Locate each line in the rows below that includes the word "blurred" and copy those lines out in full.
---- Available records
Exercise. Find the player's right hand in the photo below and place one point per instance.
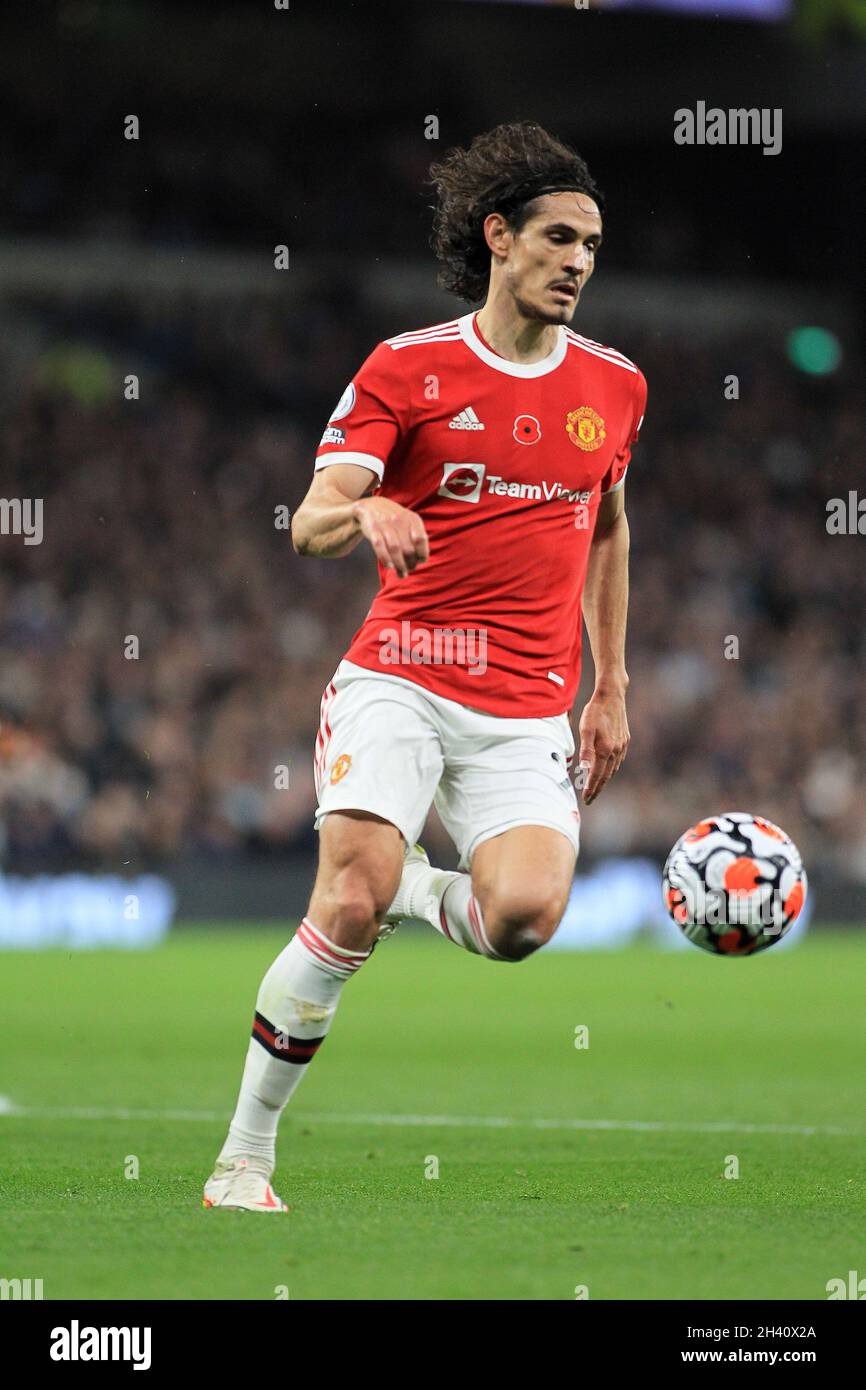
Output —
(398, 535)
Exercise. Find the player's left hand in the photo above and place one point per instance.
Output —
(603, 740)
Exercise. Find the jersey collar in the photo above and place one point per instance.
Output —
(512, 369)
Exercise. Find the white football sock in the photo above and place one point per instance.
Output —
(445, 898)
(293, 1011)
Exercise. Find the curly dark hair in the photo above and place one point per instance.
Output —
(502, 171)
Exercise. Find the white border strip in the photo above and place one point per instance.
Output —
(85, 1112)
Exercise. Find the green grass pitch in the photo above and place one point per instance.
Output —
(558, 1166)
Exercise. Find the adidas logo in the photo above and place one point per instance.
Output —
(466, 420)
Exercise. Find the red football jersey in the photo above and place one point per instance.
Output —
(505, 462)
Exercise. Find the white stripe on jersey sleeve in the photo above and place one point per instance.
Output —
(364, 460)
(616, 485)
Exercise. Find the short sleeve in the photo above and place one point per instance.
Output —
(615, 477)
(370, 416)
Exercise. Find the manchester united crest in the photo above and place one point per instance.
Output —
(341, 767)
(585, 428)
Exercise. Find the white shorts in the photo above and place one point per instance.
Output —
(389, 747)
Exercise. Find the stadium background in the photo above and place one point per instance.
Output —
(139, 792)
(156, 257)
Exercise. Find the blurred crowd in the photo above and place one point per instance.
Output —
(163, 651)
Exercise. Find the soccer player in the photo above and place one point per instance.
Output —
(483, 460)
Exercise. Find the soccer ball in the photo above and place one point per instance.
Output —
(734, 884)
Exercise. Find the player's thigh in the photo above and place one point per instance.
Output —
(378, 752)
(524, 876)
(360, 859)
(506, 776)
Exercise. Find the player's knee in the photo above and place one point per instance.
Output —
(519, 925)
(356, 901)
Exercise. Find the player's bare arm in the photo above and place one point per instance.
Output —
(603, 727)
(337, 513)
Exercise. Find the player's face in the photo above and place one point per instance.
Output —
(553, 256)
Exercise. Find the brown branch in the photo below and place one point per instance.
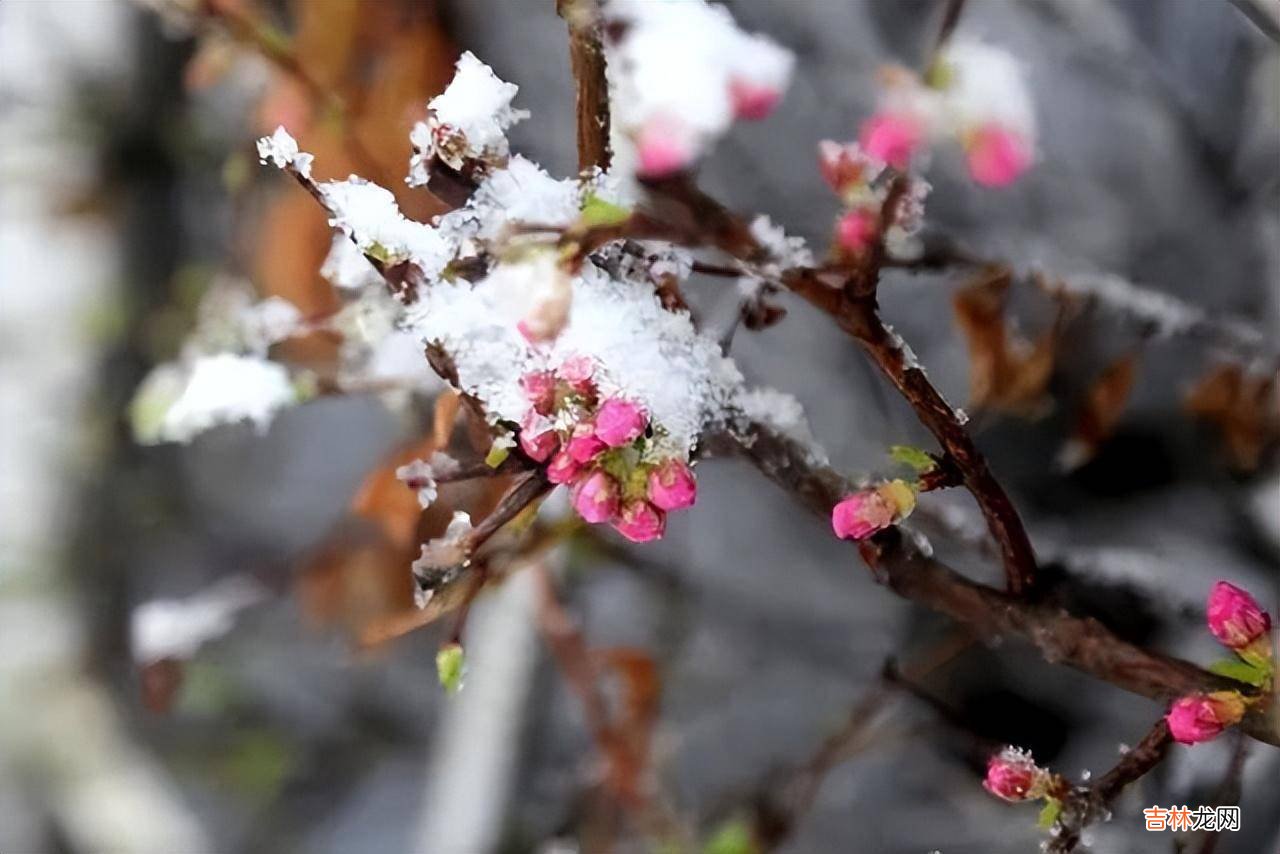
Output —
(1091, 804)
(277, 50)
(586, 59)
(1147, 309)
(1061, 638)
(782, 800)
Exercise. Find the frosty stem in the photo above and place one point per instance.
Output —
(586, 59)
(1061, 638)
(1093, 804)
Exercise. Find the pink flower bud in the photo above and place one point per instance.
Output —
(563, 467)
(579, 373)
(539, 388)
(856, 231)
(1234, 616)
(640, 521)
(663, 149)
(997, 156)
(584, 444)
(891, 137)
(595, 498)
(1013, 775)
(862, 515)
(844, 167)
(672, 485)
(753, 101)
(1201, 717)
(536, 437)
(620, 421)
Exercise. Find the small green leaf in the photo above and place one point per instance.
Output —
(497, 455)
(451, 665)
(731, 837)
(1240, 671)
(598, 213)
(1050, 812)
(913, 457)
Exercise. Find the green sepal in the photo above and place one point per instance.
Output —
(1242, 671)
(913, 457)
(451, 663)
(1050, 812)
(731, 837)
(599, 213)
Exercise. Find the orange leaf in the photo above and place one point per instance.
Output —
(1244, 409)
(1100, 412)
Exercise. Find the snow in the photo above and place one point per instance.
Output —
(177, 628)
(467, 122)
(282, 150)
(347, 268)
(676, 62)
(225, 389)
(781, 412)
(420, 476)
(641, 351)
(369, 215)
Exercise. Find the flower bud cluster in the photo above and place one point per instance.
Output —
(602, 450)
(1240, 625)
(869, 511)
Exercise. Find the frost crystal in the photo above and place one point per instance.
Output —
(282, 150)
(347, 268)
(177, 628)
(370, 217)
(225, 389)
(442, 558)
(467, 122)
(420, 476)
(643, 352)
(682, 72)
(781, 412)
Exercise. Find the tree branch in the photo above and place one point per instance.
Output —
(1061, 638)
(586, 59)
(1091, 804)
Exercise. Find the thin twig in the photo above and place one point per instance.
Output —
(1061, 638)
(1091, 804)
(586, 58)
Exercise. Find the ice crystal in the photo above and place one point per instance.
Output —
(282, 150)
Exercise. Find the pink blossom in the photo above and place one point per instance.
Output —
(753, 101)
(579, 371)
(891, 137)
(539, 388)
(663, 149)
(672, 485)
(536, 437)
(640, 521)
(1013, 775)
(1201, 717)
(862, 515)
(595, 498)
(1234, 616)
(858, 229)
(584, 444)
(996, 155)
(620, 421)
(844, 167)
(563, 467)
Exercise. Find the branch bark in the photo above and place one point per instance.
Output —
(586, 59)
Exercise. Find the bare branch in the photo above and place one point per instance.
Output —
(1061, 638)
(586, 58)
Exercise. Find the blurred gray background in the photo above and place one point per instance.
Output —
(1160, 161)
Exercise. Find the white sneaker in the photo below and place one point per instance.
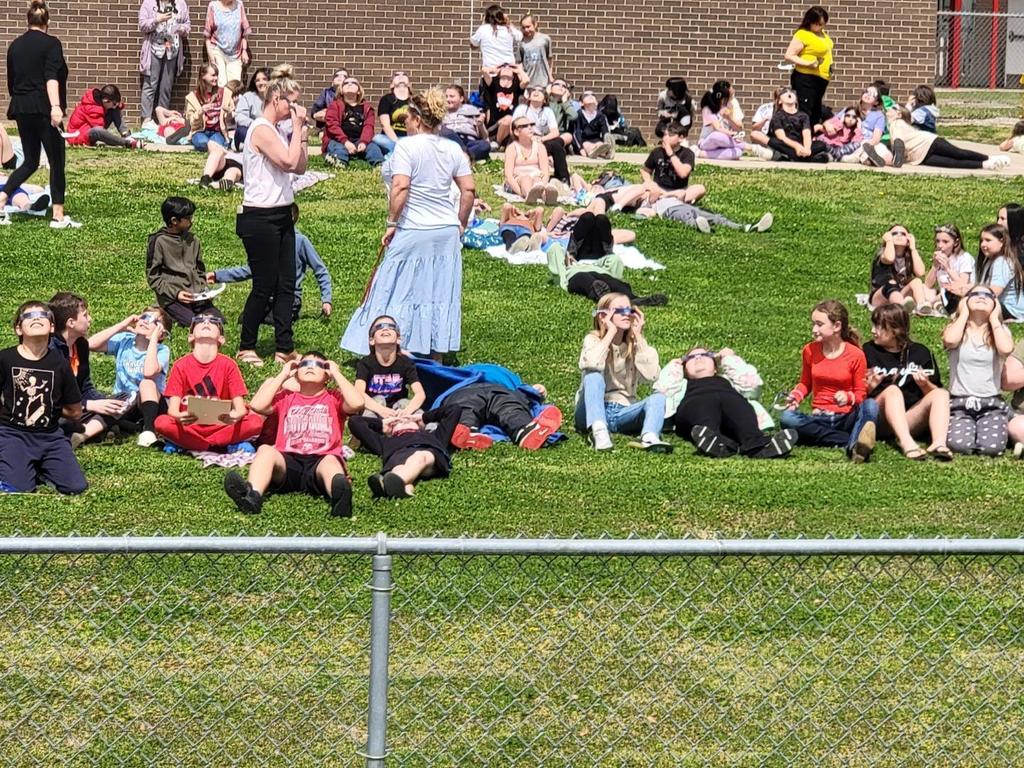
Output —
(146, 439)
(66, 223)
(600, 437)
(654, 444)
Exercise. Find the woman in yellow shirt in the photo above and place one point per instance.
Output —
(810, 53)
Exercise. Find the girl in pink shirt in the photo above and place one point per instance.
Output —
(833, 373)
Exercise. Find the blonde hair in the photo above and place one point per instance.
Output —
(602, 305)
(282, 82)
(429, 107)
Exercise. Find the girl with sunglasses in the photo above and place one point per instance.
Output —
(385, 376)
(615, 357)
(897, 270)
(999, 267)
(833, 374)
(903, 378)
(717, 419)
(951, 273)
(978, 344)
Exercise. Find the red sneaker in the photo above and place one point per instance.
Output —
(535, 434)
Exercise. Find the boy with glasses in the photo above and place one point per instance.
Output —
(207, 373)
(37, 388)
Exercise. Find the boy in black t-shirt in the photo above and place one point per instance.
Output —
(385, 375)
(37, 387)
(667, 170)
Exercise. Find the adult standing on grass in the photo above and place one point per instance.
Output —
(419, 282)
(37, 82)
(265, 223)
(810, 53)
(164, 24)
(226, 33)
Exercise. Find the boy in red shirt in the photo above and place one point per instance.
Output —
(306, 453)
(206, 373)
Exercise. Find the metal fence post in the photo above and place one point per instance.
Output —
(380, 621)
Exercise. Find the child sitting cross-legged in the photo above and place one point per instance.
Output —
(141, 360)
(37, 387)
(306, 454)
(385, 376)
(412, 446)
(207, 373)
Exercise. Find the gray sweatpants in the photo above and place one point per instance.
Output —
(978, 425)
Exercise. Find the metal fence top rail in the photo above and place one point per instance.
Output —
(381, 544)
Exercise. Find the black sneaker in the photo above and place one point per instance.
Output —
(899, 153)
(710, 442)
(341, 497)
(655, 299)
(240, 492)
(779, 445)
(872, 155)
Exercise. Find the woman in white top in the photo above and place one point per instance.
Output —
(419, 281)
(496, 38)
(265, 220)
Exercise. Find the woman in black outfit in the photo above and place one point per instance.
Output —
(37, 81)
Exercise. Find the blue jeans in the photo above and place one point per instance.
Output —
(373, 155)
(202, 138)
(384, 142)
(640, 418)
(830, 429)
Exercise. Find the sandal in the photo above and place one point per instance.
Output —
(250, 357)
(915, 454)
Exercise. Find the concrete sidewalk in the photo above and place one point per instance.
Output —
(1016, 167)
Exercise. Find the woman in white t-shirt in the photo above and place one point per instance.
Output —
(496, 38)
(419, 281)
(264, 223)
(951, 274)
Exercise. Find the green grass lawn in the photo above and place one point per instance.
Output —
(753, 293)
(261, 660)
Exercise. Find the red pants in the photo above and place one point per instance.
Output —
(206, 436)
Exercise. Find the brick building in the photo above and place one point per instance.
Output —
(627, 48)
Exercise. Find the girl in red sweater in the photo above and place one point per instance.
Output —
(834, 370)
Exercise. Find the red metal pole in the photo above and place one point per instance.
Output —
(954, 45)
(994, 42)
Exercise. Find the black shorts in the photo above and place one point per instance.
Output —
(300, 476)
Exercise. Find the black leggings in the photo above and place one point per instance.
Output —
(944, 155)
(556, 151)
(724, 410)
(36, 133)
(810, 92)
(268, 237)
(594, 285)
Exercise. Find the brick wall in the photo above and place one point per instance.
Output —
(627, 48)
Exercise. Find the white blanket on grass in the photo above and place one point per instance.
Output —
(632, 258)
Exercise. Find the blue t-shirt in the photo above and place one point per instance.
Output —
(129, 363)
(1003, 276)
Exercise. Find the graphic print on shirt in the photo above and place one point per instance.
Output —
(307, 428)
(33, 396)
(384, 385)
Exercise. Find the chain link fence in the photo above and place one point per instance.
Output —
(510, 652)
(979, 61)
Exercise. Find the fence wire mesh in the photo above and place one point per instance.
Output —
(514, 659)
(979, 61)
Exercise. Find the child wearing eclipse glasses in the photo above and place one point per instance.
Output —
(37, 388)
(615, 357)
(305, 456)
(207, 373)
(141, 361)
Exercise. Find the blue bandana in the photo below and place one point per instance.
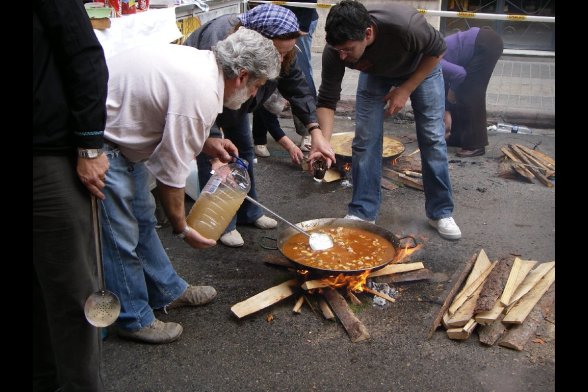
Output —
(270, 20)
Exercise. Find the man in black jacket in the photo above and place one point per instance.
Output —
(69, 93)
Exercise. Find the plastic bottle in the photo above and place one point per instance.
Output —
(508, 128)
(220, 199)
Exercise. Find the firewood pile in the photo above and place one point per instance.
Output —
(403, 171)
(325, 293)
(508, 299)
(527, 164)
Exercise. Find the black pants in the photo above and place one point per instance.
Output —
(66, 348)
(468, 129)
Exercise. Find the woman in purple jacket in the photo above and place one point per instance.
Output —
(467, 67)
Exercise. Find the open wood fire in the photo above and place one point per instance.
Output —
(327, 290)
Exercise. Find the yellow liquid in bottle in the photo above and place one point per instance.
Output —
(212, 212)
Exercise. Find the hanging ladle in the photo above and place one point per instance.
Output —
(102, 307)
(317, 241)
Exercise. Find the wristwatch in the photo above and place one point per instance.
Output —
(89, 153)
(182, 235)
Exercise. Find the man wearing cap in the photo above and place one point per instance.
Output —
(281, 26)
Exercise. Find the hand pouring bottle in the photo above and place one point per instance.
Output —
(220, 199)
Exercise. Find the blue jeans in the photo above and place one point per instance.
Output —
(136, 267)
(240, 135)
(428, 103)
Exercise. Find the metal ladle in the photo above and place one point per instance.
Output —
(317, 241)
(102, 307)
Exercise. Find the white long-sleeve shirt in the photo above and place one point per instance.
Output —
(162, 101)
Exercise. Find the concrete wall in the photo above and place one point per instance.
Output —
(318, 41)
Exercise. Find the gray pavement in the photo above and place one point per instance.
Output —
(521, 91)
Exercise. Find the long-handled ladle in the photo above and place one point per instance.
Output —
(317, 241)
(102, 307)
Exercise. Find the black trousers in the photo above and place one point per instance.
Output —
(468, 114)
(66, 348)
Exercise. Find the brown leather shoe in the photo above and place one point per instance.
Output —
(465, 153)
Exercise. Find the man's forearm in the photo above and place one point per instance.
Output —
(172, 200)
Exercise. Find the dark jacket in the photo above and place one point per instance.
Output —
(292, 86)
(69, 79)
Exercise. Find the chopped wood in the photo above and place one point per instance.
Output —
(518, 313)
(378, 294)
(531, 280)
(298, 305)
(327, 312)
(387, 184)
(469, 290)
(332, 175)
(494, 284)
(314, 284)
(457, 279)
(489, 334)
(393, 175)
(353, 298)
(517, 151)
(545, 160)
(397, 268)
(355, 329)
(462, 333)
(517, 165)
(411, 276)
(519, 335)
(465, 311)
(264, 299)
(510, 285)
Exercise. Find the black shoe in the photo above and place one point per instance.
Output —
(465, 153)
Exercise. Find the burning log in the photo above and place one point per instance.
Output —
(355, 328)
(264, 299)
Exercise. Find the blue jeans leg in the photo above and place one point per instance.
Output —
(428, 103)
(240, 135)
(136, 267)
(366, 167)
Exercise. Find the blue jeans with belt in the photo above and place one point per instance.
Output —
(428, 103)
(136, 267)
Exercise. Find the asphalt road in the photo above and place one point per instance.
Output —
(304, 352)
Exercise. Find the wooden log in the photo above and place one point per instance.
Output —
(264, 299)
(411, 276)
(517, 165)
(326, 310)
(531, 280)
(298, 305)
(531, 168)
(489, 334)
(397, 268)
(378, 294)
(469, 290)
(457, 279)
(393, 175)
(355, 329)
(519, 335)
(353, 298)
(518, 313)
(462, 333)
(465, 312)
(494, 284)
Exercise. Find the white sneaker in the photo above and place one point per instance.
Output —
(265, 222)
(447, 228)
(232, 239)
(261, 150)
(353, 217)
(305, 143)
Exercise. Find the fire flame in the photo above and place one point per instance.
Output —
(354, 283)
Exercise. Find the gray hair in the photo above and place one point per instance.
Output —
(248, 50)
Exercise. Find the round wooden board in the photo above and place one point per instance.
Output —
(341, 143)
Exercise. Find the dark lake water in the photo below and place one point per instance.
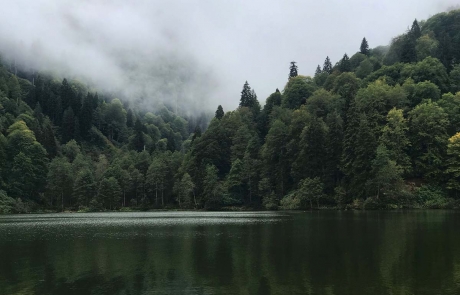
--------
§ **The response**
Exercise. Find the blurred crowd in the photo above and place one point per instance.
Exercise. Find the blurred gray background in the photo above and place one point per instance.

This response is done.